*Text block*
##########

This Day in Minnesota History

August 24, 1839

Lewis S. Judd and David Hone open the Marine Lumber Company on the St. Croix River.

This Day in Minnesota History

August 23, 1899

Interurban streetcar service between St. Paul and Stillwater begins. The ride costs thirty cents and lasts about an hour and fifteen minutes.

This Day in Minnesota History

August 23, 1862

Twenty-four townspeople are killed at the second Battle of New Ulm during the US–Dakota War of 1862. Although the Dakota come close to victory, the barricaded defenders, led by Judge Charles E. Flandrau, manage to hold the town's center. Among the dead is Captain William Dodd, who had founded St. Peter in 1853 and laid out the Dodd Road from St. Paul to Mankato.

This Day in Minnesota History

August 22, 1888

The Minnesota [Farmers'] Alliance and the Knights of Labor hold a conference to organize the Farm and Labor Party, nominating Ignatius Donnelly as their gubernatorial candidate. Donnelly, however, withdrew from the race, and the nascent party collapsed.

##########

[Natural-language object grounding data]

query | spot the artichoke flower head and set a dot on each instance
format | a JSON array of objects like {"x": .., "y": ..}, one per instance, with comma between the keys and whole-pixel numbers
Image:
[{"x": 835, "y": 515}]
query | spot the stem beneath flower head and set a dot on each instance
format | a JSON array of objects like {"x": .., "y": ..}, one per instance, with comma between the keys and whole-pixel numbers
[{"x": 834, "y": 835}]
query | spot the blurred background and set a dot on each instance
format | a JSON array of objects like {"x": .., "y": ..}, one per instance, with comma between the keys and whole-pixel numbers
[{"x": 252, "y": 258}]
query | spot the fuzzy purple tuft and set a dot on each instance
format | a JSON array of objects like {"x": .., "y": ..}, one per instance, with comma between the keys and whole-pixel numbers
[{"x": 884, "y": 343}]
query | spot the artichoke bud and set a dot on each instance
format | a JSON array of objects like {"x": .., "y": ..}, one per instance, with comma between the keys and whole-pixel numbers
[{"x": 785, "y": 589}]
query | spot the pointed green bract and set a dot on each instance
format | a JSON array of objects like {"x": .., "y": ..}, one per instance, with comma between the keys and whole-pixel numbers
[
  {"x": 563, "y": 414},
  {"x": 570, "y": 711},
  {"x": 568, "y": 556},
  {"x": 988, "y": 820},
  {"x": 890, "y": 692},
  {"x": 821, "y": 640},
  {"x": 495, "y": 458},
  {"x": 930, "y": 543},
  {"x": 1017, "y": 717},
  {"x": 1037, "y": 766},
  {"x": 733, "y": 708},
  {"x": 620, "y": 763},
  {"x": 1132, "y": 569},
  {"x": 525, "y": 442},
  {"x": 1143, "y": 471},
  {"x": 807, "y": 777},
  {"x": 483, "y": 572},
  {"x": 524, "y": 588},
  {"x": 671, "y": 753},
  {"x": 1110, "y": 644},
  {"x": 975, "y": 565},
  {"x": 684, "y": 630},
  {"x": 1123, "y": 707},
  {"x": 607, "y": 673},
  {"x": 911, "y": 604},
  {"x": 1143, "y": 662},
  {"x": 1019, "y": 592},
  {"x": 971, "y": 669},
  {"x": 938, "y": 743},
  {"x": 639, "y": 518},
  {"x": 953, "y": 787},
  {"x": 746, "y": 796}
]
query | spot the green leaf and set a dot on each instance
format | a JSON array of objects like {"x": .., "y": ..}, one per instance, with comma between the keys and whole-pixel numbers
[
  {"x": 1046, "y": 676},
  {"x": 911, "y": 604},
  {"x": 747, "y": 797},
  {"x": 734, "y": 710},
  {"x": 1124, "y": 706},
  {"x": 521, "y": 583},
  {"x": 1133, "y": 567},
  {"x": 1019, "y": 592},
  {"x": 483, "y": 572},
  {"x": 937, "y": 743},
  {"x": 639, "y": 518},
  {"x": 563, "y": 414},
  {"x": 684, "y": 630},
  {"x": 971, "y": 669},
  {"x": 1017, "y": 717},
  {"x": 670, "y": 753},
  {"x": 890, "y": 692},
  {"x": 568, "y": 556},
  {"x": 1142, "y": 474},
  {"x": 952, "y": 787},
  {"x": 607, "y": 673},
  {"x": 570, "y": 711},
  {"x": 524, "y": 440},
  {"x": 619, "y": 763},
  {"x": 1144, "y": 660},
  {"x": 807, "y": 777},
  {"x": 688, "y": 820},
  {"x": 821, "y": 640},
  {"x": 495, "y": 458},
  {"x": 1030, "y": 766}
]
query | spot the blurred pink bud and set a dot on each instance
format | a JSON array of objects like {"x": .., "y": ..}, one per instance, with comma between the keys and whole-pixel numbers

##########

*Exercise requirements*
Carry on the "This Day in Minnesota History" entries from the last one shown.

*Response area*
This Day in Minnesota History

August 21, 1965

The Beatles perform at Metropolitan Stadium to an estimated crowd of 4,000 teenagers, mostly young women, turning the event into what one writer described as "Shrieksville, USA." With the continued popularity of Beatles's recordings long after their breakup in 1970, the irony of early panning is shown in sharp relief by a Pioneer Press comment on the performance: "The Twin Cities was visited Saturday by some strange citizens from another world.

This Day in Minnesota History

August 21, 1883

A tornado sweeps through Dodge County, killing five, and then lands in Rochester, killing thirty-one. Mother Alfred Moes and the Sisters of St. Francis convert their school into an emergency hospital, with Dr. William Mayo supervising. Realizing the need for a permanent hospital in the city, Moes establishes St. Mary's Hospital on October 1, 1889. This facility would evolve into the Mayo Clinic.

This Day in Minnesota History

August 21, 1860

A group of abolitionists in Minneapolis persuades Judge Charles E. Vanderburgh to issue a writ of habeas corpus or an order to bring to court Eliza Winston, an enslaved woman of a visiting southern family. Vanderburgh then declares her to be free, as she is living in a free state. Her freedom provides a boost to the antislavery cause at the same time that it discourages Southerners from traveling to Minnesota, much to the dismay of the state's tourism industry.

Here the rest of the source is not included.